Pick out every line below that contains the word "Query" and copy each one in full. Match case exactly.

* Begin Records shown *

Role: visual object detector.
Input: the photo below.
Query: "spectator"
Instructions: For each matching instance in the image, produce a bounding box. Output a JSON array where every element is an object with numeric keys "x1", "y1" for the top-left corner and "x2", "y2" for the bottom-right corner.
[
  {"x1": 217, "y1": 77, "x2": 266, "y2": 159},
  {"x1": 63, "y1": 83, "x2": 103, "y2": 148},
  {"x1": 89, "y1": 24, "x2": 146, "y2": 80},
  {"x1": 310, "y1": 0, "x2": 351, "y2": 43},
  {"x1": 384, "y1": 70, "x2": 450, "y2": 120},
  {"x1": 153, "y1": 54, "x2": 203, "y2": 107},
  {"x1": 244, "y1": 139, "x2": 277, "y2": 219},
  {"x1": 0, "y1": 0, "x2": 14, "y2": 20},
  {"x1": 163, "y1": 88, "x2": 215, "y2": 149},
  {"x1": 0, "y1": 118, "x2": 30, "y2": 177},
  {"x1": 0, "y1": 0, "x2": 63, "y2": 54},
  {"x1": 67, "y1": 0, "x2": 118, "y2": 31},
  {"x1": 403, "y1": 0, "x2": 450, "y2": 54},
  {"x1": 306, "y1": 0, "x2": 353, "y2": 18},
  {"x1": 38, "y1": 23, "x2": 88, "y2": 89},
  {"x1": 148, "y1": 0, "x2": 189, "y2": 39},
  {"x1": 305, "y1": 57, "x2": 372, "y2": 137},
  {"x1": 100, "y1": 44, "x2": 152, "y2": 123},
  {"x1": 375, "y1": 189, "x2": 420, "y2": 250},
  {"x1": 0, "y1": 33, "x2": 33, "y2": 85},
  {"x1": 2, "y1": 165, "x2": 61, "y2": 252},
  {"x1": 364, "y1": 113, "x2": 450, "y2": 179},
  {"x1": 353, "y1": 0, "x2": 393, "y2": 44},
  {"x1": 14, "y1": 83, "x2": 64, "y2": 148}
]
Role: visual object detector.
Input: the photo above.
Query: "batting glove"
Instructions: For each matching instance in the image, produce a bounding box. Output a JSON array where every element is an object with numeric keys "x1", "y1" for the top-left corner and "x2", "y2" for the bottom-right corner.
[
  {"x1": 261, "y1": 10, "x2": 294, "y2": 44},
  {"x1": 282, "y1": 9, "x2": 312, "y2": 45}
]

* End Records shown *

Correct result:
Query: "spectator"
Query: "batting glove"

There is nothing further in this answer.